The water heater temperature setting is one of the few homeowner controls that affects safety, energy use, AND appliance lifespan simultaneously. The Consumer Product Safety Commission recommends 120°F; manufacturer defaults match. Most homes should leave it there. This page covers when to deviate and what the tradeoffs are.
Why 120°F is the right default
- Scald safety: 120°F water causes third-degree burn in 5-10 minutes (long enough to react). 140°F does it in 5 seconds (no time to react). 150°F+ causes instant injury.
- Energy use: every 10°F above 120°F adds 3-5% to gas/electric consumption — $30-80/year for a typical household
- Scale formation: roughly doubles between 120°F and 140°F. Higher temperatures mean more frequent anode rod replacement on tanks and more frequent descaling on tankless
- Appliance lifespan: tank water heaters at 120°F outlive those at 140°F by 2-3 years on average
- Tank wear: higher setpoints accelerate sediment cooking and dip tube degradation
When to set higher than 120°F
Dishwasher and washing machine
Some older dishwashers and HE washing machines expect 130-135°F at the supply. Modern Energy Star dishwashers have internal heating elements that boost cold supply, so 120°F is fine. Check your appliance manual. If higher temp is required, the right setup is: raise the water heater to 135-140°F AND install a thermostatic mixing valve (TMV) at the hot-water output to deliver 120°F to fixtures. Fixtures stay safe; appliances get hot enough.
Legionella concern
Legionella bacteria grow in stagnant water between 77°F and 108°F. They die above 140°F. For homes with infrequently-used fixtures (vacation homes, guest bathrooms not used for months), Legionella can grow in the cooler parts of the tank. Options:
- Set to 140°F + install TMVs at every fixture (most rigorous)
- Set to 120°F but flush the system periodically (less rigorous but adequate for most homes)

============================================================

**Exercises to complete:**
a: Translate this sentence from the water heater temperature page into Spanish: "Modern Energy Star dishwashers have internal heating elements that boost cold supply, so 120°F is fine."
b: Continue the water heater temperature guide from the point where it stops.

**Record excerpts:**
============================================================

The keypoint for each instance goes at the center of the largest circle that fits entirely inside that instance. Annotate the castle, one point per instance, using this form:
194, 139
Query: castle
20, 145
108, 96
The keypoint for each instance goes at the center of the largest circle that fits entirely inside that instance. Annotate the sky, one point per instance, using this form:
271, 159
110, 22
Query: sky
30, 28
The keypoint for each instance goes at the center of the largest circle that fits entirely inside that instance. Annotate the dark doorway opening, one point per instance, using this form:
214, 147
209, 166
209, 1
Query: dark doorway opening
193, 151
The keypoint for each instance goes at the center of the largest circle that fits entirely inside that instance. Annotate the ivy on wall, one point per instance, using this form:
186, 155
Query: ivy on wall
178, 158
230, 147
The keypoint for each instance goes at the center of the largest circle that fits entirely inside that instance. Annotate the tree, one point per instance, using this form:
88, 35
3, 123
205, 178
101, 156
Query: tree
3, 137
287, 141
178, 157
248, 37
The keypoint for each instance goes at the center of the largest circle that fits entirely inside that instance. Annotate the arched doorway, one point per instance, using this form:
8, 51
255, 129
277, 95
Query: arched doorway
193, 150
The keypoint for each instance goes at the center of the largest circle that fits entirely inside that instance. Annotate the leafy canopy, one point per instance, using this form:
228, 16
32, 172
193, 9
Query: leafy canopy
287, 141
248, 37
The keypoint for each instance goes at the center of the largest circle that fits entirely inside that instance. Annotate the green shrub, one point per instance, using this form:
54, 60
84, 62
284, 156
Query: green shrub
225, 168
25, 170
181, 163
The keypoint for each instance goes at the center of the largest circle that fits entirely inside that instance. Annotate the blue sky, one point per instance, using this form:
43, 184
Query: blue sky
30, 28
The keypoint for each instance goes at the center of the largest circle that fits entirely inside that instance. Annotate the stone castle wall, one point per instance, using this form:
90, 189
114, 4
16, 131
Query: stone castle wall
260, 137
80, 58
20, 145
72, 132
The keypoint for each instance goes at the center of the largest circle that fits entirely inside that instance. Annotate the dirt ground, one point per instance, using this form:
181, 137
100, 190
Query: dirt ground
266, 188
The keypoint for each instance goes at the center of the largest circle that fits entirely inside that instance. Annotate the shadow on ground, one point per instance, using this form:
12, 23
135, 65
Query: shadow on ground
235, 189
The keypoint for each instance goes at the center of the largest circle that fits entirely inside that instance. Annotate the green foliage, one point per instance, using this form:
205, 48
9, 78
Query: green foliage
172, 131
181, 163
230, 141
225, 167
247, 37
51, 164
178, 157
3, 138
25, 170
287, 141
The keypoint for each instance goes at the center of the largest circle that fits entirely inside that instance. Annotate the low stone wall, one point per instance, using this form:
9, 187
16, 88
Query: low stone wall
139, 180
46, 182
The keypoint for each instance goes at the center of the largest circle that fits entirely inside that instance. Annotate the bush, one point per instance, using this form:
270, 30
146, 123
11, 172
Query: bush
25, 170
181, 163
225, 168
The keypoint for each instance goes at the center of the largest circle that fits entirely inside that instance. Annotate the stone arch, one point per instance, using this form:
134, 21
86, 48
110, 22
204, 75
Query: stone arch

============================================================

**Answers for each item:**
a: Los lavavajillas modernos con certificación Energy Star tienen elementos calefactores internos que calientan el suministro de agua fría, así que 120 °F está bien.

b:
- If anyone in the household is immunocompromised (elderly, organ transplant, chemo): 140°F + TMVs
Hot water loop temperature loss
In larger homes with hot-water recirculation loops, water cools 5-10°F traveling through the loop. If the farthest fixture delivers 110°F when the heater is set to 120°F, raise the heater to 130°F to compensate. Or install a TMV at the farthest fixture if scald risk is concerning.
When to set lower than 120°F
Almost never. Below 120°F:
- Legionella growth zone
- Dishwashers can't sanitize
- Showers feel lukewarm
Two exceptions: (1) elderly or very young household members where 115°F provides extra scald margin AND nobody objects to slightly cooler water; (2) vacation/away mode where lowering to 100-110°F saves energy during multi-week absences. Most water heaters have a vacation mode that handles this automatically.
How to change the temperature
Gas tank water heater
Dial on the gas valve (front of the unit). Markings vary — A-B-C, "Warm/Hot/Very Hot", or numeric. The "A" or middle setting is typically 120°F. Some modern units have a digital display under a cover.
Electric tank water heater
Two thermostats (upper and lower) behind access panels. Turn off the breaker first. Both should be set to the same temperature. Use a flathead screwdriver to turn the dial. The factory default is usually 120°F.
Tankless water heater
Digital controller on the unit or in the app:
- Rinnai temperature setting
- Navien temperature setting
- Rheem: controller dial
- Set range: 98°F to 140°F residential; commercial unlock for higher
Verify the actual temperature
Tank water heaters can drift from the dial setting by 5-15°F. Worth measuring:
- Run hot water at the kitchen tap for 2 minutes (clear the cold pipe water)
- Fill a glass
- Measure with a meat thermometer or instant-read
If it's 10°F+ off your dial setting, the thermostat may need replacement or calibration.
Thermostatic mixing valves (TMVs)
A TMV mixes hot and cold water at the heater output (whole-house TMV) or at each fixture (point-of-use TMV) to deliver a consistent maximum temperature. Typical configurations:
- Whole-house TMV — water heater set to 140°F (Legionella safety), TMV delivers 120°F to all fixtures. About $150-300 installed
- Point-of-use TMVs — water heater at any temperature, individual TMVs at showers/sinks limit delivery to 120°F. About $40-80 per fixture
Required by some codes for new construction. Always required if the water heater is set above 120°F in homes with children or seniors.
Vacation mode
Most modern water heaters have a vacation mode that lowers the temperature to 50-60°F (above freezing, below Legionella growth). Saves significant energy during multi-week absences. Tankless units typically labelled "Vacation"; tank units labelled "VAC" or have a dedicated knob position.
Related guides
Bottom line
120°F unless a specific use case forces higher — then use a thermostatic mixing valve to keep fixtures safe. Don't max the unit out as a general policy; you'll pay in gas/electricity and shorten the unit's lifespan. Verify the actual temperature at the tap with a thermometer; dial settings drift.